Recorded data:

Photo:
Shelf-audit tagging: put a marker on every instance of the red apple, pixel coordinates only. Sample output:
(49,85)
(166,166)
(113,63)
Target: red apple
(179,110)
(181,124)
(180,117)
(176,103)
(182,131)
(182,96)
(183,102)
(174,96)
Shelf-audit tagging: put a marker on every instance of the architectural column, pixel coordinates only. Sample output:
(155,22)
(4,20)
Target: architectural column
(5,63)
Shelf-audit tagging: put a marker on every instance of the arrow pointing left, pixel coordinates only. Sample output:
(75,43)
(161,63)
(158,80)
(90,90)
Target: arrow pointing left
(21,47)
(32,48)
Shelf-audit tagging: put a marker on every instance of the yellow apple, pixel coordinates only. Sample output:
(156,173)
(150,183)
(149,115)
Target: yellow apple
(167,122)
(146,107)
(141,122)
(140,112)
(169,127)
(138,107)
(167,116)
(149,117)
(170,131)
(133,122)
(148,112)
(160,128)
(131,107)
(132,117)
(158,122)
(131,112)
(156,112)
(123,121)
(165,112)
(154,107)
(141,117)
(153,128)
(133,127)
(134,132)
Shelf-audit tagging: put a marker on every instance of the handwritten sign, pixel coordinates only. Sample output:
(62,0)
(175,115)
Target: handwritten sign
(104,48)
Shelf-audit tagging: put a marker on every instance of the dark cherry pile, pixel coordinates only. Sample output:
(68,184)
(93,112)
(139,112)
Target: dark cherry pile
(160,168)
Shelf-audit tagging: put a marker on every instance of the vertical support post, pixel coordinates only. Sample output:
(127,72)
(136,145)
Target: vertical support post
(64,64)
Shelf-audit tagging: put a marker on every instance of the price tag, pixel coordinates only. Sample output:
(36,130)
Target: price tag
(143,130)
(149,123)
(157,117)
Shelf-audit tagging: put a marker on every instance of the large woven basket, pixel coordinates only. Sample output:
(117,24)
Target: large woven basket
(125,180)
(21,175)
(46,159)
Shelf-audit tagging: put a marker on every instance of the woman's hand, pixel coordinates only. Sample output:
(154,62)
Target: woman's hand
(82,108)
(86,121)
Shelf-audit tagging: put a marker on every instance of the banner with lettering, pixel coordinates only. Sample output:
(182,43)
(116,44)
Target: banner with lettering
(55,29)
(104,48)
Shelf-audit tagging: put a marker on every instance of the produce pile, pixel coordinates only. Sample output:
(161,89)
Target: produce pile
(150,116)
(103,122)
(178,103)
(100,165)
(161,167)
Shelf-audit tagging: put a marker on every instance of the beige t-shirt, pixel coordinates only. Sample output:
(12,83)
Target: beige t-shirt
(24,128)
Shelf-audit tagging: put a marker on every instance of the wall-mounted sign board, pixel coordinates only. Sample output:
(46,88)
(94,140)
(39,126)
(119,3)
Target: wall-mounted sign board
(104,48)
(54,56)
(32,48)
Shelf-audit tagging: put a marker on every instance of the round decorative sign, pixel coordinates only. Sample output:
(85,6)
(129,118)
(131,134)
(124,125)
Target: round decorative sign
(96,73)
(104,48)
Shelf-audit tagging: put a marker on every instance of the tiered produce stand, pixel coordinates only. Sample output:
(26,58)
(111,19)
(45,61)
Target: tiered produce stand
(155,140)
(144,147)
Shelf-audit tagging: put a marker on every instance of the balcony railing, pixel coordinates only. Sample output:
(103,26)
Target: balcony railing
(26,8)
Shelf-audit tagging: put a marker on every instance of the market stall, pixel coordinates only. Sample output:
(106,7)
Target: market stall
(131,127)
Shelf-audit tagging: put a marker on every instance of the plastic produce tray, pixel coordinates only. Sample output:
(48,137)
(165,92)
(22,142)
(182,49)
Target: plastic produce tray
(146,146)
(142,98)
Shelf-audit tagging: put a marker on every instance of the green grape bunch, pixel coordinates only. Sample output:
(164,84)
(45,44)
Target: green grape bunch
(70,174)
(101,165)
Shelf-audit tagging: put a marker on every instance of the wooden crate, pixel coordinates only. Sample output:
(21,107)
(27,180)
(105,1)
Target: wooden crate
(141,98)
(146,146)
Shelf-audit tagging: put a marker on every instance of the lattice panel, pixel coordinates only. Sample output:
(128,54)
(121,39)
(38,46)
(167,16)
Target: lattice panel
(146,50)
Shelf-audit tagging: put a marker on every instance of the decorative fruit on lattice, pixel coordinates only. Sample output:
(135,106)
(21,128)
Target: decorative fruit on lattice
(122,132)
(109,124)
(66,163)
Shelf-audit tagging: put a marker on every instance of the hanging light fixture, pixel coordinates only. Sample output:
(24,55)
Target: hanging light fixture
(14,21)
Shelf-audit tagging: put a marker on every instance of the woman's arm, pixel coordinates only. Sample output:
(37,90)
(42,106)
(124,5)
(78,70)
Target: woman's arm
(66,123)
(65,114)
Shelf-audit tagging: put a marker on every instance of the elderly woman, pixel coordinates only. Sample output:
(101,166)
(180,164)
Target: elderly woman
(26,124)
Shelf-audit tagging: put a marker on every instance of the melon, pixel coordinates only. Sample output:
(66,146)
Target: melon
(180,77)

TASK REQUIREMENTS: Output every record above exactly as it appears.

THE COMPLETED TASK:
Photo:
Shelf-audit tagging: put a marker on every instance of the red apple, pixel coordinates only. Sample output:
(49,85)
(166,166)
(113,63)
Target: red apple
(179,110)
(181,124)
(180,117)
(176,103)
(182,131)
(182,96)
(183,102)
(174,96)
Shelf-audit tagging: put a marker on every instance of the architectural column, pixel coordinates only. Sample output:
(155,22)
(4,20)
Target: architectural column
(5,63)
Shelf-audit tagging: put a marker on every instance of the arrow pointing left, pixel coordinates only. Sample output:
(75,43)
(161,63)
(158,80)
(90,90)
Target: arrow pointing left
(21,47)
(32,48)
Shelf-audit tagging: put a marker on every instance of the yellow apple, pixel coordinates only. Sample output:
(156,173)
(150,183)
(149,115)
Target: yellow apple
(167,122)
(146,107)
(141,122)
(140,112)
(169,127)
(138,107)
(167,116)
(149,117)
(170,131)
(133,122)
(148,112)
(160,128)
(131,107)
(132,117)
(158,122)
(131,112)
(156,112)
(123,121)
(165,112)
(154,107)
(141,117)
(153,128)
(133,127)
(134,132)
Shelf-audit tagging: put a marker on every instance of the handwritten sign, pixel coordinates only. Sample output:
(62,0)
(175,115)
Target: handwritten sign
(104,48)
Shelf-audit tagging: put a marker on every instance of the dark cherry pile, pixel coordinates only. Sample output:
(68,184)
(93,112)
(139,112)
Target: dark cherry pile
(160,168)
Shelf-audit tagging: put a marker on every instance of the vertical support post, pixel coordinates only. Sample output:
(127,72)
(136,145)
Target: vertical support post
(64,64)
Shelf-audit tagging: put a marker on every instance of the price tag, pixel coordinates only. Sample output:
(36,130)
Target: price tag
(143,130)
(149,123)
(157,117)
Shelf-audit tagging: put a marker on every instance of the large woven basket, pixel coordinates only. Sample output:
(117,24)
Target: large woven basket
(125,180)
(21,175)
(46,159)
Shelf-audit tagging: put a marker on every instance of the woman's hand, pixel coordinates only. Sample output:
(154,62)
Target: woman's hand
(82,108)
(86,121)
Shelf-audit tagging: put a marker on every instance of the banner with lettering, pixel coordinates only. Sample output:
(182,43)
(116,44)
Target: banner with lettering
(55,29)
(104,48)
Shelf-audit tagging: put a marker on every instance of the produce pile, pixel coordinates only. Sample output:
(161,89)
Target: produce pile
(150,116)
(103,122)
(178,103)
(100,165)
(161,167)
Shelf-audit tagging: put a marker on every instance of the beige t-shirt, pixel coordinates only. Sample output:
(12,83)
Target: beige t-shirt
(24,128)
Shelf-audit tagging: put a marker on every instance of the wall-mounted sign board, pixel coordinates only. Sample output:
(46,88)
(94,140)
(39,126)
(119,3)
Target: wall-mounted sign board
(104,48)
(54,56)
(32,48)
Shelf-audit tagging: put a marker on every instance of the round decorative sign, pixel coordinates only. Sample output:
(85,6)
(129,118)
(131,134)
(124,125)
Target: round decorative sign
(96,73)
(104,48)
Shelf-audit tagging: put a marker on every instance of the tiered produce stand, pixel coordinates only. Sample output:
(26,58)
(111,19)
(45,61)
Target: tiered produce stand
(155,140)
(144,147)
Shelf-audit tagging: put a marker on every instance of the balcony railing, pixel coordinates only. Sample output:
(103,26)
Target: balcony railing
(26,8)
Shelf-audit tagging: put a marker on every instance of the market stall, pixel coordinates only. Sample output:
(106,7)
Target: market stall
(131,127)
Shelf-audit tagging: put a marker on every instance of the plastic produce tray, pixel coordinates only. Sample output:
(48,137)
(165,92)
(22,142)
(182,49)
Target: plastic produce tray
(146,146)
(142,98)
Shelf-audit tagging: put a marker on every instance of the green grape bunch, pixel coordinates only. Sample output:
(164,84)
(45,44)
Target: green grape bunch
(70,174)
(101,165)
Shelf-audit tagging: put a marker on every instance of the wooden crate, pixel coordinates only. Sample output:
(21,107)
(27,180)
(105,1)
Target: wooden crate
(141,98)
(146,146)
Shelf-audit tagging: put a marker on every instance of the lattice panel, pixel coordinates only. Sample output:
(128,54)
(121,39)
(38,46)
(167,16)
Target: lattice panel
(146,50)
Shelf-audit tagging: put a marker on every instance of the decorative fruit on lattice, pixel coordinates only. Sample output:
(135,106)
(21,128)
Target: decorative fruit on lattice
(122,132)
(109,124)
(66,163)
Shelf-audit tagging: put a marker on every instance of the hanging light fixture, pixel coordinates only. Sample output:
(24,55)
Target: hanging light fixture
(14,21)
Shelf-audit tagging: put a marker on every instance of the woman's arm, pixel coordinates only. Sample output:
(37,90)
(42,106)
(124,5)
(78,70)
Target: woman's arm
(66,123)
(65,114)
Shelf-audit tagging: put a marker on every instance of the elderly woman, pixel coordinates only. Sample output:
(101,166)
(180,164)
Target: elderly woman
(26,124)
Shelf-audit tagging: put a marker on every instance of the melon, pixel coordinates only. Sample output:
(66,146)
Target: melon
(180,77)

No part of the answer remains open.